PROBLEM TO WORK ON →
Please rewrite the entries below from the line containing "Where can the driver" through the line containing "<point>391,518</point>", multiplying each coordinate in the points that follow every "Target:" line by 1.15 and rounding to whole numbers, with halves rounded up. Keep every other line unchanged, including its sample point, and return only that stretch.

-- -- --

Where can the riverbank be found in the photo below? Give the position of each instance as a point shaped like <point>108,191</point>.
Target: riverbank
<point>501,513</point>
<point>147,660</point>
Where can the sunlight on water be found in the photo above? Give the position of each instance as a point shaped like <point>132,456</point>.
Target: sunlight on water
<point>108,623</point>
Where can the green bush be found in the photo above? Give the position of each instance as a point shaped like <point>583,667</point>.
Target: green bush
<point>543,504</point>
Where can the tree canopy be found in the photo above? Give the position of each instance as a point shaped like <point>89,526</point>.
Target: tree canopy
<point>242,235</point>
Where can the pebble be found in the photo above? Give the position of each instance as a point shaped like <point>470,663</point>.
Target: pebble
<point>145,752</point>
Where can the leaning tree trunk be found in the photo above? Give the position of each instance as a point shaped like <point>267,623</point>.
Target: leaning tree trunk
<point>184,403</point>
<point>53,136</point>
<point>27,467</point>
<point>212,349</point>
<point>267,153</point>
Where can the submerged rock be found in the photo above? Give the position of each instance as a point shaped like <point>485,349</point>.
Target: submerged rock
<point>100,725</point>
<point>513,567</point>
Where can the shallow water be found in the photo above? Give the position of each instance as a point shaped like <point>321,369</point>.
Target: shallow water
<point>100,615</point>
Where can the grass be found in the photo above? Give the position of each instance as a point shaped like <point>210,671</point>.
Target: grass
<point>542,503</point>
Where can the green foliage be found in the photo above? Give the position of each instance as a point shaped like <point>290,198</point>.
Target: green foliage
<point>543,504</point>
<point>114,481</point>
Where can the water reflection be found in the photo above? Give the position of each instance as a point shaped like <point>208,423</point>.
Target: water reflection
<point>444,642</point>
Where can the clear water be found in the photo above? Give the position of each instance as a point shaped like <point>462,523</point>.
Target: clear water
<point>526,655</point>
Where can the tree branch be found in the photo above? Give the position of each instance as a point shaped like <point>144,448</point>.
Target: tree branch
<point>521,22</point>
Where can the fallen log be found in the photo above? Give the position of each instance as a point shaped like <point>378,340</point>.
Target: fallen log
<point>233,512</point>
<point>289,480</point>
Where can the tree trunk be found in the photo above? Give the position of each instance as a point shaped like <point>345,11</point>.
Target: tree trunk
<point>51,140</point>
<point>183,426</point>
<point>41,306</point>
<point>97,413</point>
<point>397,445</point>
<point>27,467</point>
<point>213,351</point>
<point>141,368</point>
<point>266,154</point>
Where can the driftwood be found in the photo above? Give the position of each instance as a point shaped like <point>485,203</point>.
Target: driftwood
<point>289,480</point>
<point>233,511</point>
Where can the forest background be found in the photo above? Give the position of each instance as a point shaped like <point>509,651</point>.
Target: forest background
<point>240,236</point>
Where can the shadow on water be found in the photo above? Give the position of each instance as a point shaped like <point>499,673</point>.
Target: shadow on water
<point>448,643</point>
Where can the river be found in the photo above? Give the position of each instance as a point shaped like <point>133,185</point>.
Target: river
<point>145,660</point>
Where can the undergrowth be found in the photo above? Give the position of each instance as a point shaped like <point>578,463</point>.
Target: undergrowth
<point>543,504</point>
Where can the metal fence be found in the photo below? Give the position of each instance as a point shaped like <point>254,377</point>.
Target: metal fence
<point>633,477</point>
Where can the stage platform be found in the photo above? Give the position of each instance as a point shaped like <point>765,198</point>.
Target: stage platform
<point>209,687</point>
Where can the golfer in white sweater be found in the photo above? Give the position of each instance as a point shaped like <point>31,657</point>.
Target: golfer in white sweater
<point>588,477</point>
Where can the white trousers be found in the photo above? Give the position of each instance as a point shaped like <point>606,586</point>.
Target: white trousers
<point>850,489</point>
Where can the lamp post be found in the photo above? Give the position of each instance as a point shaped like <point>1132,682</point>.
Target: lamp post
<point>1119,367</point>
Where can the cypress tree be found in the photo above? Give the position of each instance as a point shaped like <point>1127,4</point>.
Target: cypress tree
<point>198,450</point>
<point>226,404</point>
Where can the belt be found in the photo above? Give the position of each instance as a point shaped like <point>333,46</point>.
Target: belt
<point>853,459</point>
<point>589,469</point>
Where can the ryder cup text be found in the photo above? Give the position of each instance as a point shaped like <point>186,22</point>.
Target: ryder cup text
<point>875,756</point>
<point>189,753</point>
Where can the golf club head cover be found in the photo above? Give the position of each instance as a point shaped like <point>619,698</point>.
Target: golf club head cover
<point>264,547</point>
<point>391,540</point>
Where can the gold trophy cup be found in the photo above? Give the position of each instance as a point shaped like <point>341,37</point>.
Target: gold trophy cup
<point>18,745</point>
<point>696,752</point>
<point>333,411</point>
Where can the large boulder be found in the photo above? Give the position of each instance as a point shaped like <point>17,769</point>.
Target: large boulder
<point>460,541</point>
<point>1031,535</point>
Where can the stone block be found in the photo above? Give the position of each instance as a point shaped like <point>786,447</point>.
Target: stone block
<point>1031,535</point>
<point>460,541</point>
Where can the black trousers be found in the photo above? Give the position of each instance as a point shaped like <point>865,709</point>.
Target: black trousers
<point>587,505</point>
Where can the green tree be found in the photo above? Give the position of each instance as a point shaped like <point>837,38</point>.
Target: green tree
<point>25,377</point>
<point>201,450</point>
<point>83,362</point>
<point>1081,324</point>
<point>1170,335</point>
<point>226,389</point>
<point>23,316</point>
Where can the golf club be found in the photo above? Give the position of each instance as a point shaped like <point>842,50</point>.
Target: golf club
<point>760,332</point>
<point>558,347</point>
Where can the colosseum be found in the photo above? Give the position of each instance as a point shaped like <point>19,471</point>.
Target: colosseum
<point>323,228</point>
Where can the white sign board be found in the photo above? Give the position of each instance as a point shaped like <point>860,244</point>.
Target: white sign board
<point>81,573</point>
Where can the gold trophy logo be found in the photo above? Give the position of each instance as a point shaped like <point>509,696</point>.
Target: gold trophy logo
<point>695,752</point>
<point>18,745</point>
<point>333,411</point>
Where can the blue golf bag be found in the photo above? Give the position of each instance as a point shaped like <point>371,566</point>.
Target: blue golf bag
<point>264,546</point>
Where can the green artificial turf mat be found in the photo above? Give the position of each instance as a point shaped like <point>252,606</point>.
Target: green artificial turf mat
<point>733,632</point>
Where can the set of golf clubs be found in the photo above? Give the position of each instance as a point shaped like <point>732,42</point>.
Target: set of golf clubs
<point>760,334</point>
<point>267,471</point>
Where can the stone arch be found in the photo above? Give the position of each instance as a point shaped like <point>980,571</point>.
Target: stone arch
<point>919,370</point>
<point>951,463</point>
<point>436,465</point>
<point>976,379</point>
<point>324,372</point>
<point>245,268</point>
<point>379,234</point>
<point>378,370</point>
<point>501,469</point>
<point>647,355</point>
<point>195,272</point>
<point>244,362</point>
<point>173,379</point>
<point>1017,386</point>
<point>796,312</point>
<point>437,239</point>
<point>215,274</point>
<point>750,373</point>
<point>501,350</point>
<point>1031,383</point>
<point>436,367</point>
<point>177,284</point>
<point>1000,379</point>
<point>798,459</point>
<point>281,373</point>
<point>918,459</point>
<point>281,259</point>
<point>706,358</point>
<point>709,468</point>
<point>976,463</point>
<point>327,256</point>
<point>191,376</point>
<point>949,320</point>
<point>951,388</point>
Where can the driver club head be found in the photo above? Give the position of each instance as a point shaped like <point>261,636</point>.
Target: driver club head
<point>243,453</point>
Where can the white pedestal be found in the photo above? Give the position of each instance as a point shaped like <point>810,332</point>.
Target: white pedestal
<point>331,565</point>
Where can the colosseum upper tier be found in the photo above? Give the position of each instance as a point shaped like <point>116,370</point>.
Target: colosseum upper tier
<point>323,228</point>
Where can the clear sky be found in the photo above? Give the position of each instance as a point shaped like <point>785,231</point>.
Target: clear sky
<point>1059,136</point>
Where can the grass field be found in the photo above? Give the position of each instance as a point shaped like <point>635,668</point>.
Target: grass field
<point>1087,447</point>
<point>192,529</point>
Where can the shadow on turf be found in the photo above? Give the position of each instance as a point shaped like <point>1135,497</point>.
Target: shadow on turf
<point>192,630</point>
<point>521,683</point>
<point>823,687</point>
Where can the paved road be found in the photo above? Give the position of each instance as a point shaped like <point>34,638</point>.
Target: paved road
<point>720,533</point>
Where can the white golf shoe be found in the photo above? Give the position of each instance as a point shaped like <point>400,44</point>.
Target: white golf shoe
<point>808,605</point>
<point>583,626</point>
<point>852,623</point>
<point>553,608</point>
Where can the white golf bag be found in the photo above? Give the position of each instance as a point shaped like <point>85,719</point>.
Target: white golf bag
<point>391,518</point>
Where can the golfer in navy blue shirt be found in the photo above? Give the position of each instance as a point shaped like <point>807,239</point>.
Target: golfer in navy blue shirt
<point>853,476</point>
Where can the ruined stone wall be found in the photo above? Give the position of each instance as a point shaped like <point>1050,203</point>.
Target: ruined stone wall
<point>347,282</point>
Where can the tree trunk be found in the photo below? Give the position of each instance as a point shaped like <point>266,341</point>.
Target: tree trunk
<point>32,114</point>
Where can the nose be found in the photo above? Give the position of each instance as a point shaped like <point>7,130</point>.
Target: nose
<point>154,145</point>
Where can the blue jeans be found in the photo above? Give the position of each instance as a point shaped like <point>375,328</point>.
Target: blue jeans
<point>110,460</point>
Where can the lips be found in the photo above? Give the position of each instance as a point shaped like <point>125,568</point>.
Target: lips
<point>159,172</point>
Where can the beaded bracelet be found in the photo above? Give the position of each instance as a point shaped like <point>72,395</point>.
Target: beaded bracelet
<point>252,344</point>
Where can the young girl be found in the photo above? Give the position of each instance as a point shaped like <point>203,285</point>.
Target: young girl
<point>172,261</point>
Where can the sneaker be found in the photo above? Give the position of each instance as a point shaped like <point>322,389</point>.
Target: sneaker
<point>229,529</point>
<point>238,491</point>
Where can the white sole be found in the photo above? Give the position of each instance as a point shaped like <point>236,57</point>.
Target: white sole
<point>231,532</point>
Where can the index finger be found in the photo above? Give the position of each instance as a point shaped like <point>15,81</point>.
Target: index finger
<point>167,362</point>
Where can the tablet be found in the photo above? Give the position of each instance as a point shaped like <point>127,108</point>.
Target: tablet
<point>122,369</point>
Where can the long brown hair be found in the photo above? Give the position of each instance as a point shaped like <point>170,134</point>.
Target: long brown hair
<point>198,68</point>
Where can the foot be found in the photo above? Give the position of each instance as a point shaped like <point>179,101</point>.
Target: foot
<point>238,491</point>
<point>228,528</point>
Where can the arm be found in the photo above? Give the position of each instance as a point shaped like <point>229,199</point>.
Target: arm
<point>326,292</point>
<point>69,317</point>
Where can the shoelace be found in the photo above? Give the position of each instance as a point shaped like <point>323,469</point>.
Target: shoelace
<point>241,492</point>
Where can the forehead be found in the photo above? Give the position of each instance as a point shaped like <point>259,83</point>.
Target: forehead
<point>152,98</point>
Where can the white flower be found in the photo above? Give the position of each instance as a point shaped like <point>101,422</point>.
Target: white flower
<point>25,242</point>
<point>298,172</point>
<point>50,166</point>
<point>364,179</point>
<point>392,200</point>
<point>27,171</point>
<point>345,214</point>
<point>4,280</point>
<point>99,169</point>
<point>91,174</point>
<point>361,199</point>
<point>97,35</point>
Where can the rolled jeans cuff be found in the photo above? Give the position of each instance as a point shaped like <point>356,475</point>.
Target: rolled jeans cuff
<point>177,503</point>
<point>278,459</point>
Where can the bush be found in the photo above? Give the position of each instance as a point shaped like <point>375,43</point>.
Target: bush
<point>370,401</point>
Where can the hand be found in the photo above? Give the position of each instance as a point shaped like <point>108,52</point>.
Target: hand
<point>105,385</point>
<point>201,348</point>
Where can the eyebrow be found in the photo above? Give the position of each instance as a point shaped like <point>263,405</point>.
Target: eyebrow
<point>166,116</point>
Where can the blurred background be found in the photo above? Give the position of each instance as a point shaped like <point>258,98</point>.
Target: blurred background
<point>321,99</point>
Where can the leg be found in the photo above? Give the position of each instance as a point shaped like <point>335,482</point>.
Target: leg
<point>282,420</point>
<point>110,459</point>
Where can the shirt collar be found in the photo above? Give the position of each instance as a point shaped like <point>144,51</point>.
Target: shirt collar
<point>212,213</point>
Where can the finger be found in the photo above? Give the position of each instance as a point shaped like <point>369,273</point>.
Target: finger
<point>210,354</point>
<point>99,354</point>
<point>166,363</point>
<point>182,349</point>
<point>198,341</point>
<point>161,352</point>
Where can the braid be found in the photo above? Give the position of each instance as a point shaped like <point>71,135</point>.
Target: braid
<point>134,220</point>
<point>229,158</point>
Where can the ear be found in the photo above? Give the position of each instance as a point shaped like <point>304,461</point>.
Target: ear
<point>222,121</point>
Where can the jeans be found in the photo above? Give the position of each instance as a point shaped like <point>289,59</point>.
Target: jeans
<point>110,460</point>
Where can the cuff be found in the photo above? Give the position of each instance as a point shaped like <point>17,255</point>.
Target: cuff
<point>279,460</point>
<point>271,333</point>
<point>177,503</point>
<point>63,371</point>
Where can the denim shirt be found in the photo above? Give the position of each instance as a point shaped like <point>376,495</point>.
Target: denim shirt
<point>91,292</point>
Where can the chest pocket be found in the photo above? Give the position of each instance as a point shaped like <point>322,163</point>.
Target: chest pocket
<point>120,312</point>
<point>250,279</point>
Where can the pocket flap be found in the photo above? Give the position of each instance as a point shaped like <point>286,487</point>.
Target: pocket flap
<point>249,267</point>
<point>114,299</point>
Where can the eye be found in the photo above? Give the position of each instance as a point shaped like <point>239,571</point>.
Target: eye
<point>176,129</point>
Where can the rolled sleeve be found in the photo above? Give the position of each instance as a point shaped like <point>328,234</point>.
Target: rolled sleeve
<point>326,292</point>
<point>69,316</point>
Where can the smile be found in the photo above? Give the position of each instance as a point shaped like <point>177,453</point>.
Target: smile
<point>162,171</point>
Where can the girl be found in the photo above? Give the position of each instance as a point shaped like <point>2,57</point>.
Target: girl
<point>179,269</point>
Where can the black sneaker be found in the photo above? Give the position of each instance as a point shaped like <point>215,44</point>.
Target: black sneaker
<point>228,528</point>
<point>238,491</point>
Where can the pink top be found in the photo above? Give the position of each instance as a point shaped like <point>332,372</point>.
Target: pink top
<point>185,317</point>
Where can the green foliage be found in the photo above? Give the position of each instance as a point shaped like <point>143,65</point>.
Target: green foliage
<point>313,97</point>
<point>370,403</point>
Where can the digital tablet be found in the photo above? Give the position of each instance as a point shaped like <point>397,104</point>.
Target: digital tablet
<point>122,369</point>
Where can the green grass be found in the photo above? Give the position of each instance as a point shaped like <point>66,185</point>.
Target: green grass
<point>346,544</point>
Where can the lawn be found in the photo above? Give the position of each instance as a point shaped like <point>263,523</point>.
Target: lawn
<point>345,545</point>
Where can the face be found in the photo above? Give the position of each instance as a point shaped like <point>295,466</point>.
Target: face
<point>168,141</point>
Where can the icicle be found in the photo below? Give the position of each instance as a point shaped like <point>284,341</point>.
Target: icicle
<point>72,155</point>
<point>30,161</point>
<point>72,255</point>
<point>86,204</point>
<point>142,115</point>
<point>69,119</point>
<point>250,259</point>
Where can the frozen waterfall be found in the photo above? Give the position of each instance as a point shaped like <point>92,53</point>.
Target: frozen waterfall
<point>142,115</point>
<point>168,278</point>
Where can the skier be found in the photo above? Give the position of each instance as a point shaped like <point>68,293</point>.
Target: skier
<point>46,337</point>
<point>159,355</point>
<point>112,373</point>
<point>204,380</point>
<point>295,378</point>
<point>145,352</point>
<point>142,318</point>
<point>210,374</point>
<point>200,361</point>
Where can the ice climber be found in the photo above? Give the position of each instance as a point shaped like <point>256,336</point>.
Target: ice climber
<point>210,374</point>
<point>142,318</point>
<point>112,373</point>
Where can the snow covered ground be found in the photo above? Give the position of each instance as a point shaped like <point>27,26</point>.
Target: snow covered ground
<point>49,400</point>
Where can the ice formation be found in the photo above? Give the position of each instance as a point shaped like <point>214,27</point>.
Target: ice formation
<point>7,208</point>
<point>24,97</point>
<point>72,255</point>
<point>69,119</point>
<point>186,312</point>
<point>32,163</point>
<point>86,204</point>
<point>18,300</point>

-- -- --

OUTPUT OF THE EXERCISE →
Where can the driver club head be found in the photo above? Give the position of each instance as a point shaped like <point>261,636</point>.
Target: driver club head
<point>279,521</point>
Where can the white pedestal be found in the photo above? Give the position of each instance as a point shaped like <point>810,332</point>.
Target: white pedestal
<point>381,650</point>
Where can the colosseum upper tier be found in the photo above? Give the position of each instance as a point shaped like <point>116,370</point>.
Target: colosseum upper tier
<point>371,262</point>
Where can the clear sky be found in the photo above? Give the position of each instance as a point shaped like <point>785,231</point>.
Target: clear sky
<point>1218,156</point>
Where can the grass field be found in the photo above? Give the position of each instance as a point shaped like <point>635,668</point>.
Target: grass field
<point>1250,514</point>
<point>221,608</point>
Where can the shadow on turf be found in the photo above? Give the position of each instance as a point shaped like <point>1135,497</point>.
Target: shadow on turf
<point>221,725</point>
<point>599,785</point>
<point>946,790</point>
Where can the paved road be found in the photo above? Give the position of each instance as a point shaped like <point>34,638</point>.
Target: paved road
<point>828,613</point>
Where can the white golf shoe be found in the photo above? Give the position of each instance as a point shaped like <point>400,44</point>.
Target: white golf shoe
<point>929,696</point>
<point>670,720</point>
<point>980,716</point>
<point>636,699</point>
Where can the white golf bag be found in the photo above? Give the position of each instance as a point shaped like <point>85,719</point>.
Target: white golf bag
<point>450,596</point>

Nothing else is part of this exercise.